*** Opening INFORMATION SUPPLIED ***

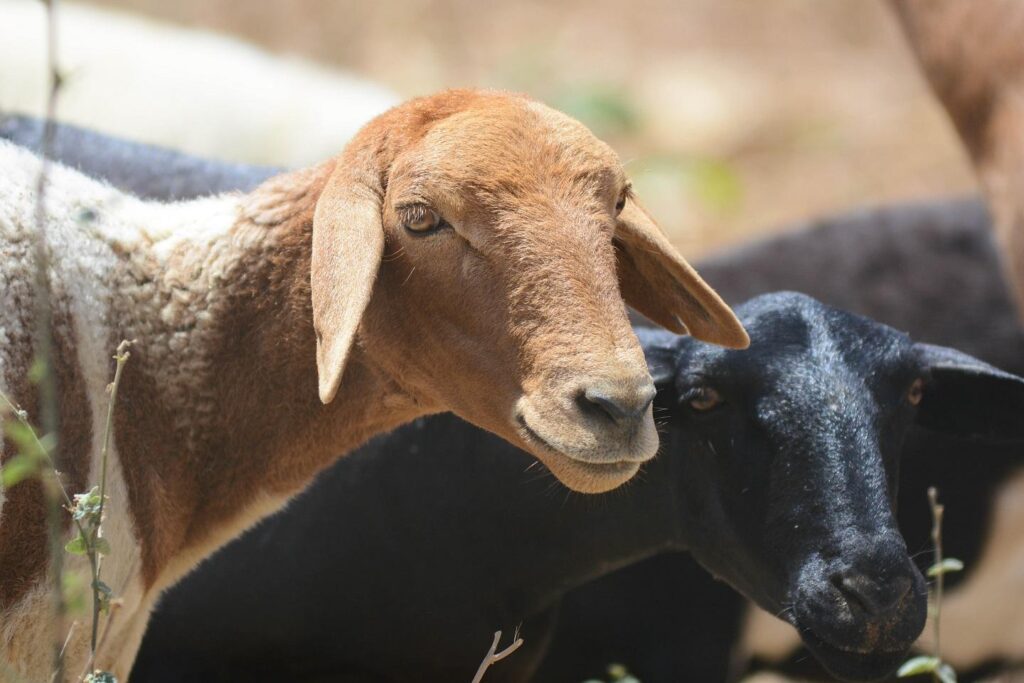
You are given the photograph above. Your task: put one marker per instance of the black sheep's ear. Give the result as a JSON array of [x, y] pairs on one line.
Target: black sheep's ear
[[662, 350], [970, 398]]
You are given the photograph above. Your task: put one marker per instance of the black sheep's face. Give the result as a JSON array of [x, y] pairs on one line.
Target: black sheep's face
[[787, 458]]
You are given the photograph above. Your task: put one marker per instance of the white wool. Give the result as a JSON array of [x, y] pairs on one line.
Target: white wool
[[193, 90], [99, 242]]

*** Closing INFORMATION SUPPLIED ***

> **YOUR GOAL**
The records above need to be copied exactly, though not their pictures.

> **SOLUTION TO THIS EXERCISE**
You are given the photograph above. Your task: put one marker per instance of the black sheep's ear. Give the result as a JSON array of [x, y] pairs on one line.
Target: black sheep's ear
[[662, 350], [970, 398]]
You are given the photograph above. Your task: put one marker per instance of the black sheep's face. Give the result as a JSON array of [x, y] pairs on one line.
Target: black sheep's face
[[787, 458]]
You are given the photograph above. Your task: put one marker per instance of the white wool. Give the result as a JSON array of [x, y] pairs on one line.
Target: white wool
[[193, 90], [99, 242]]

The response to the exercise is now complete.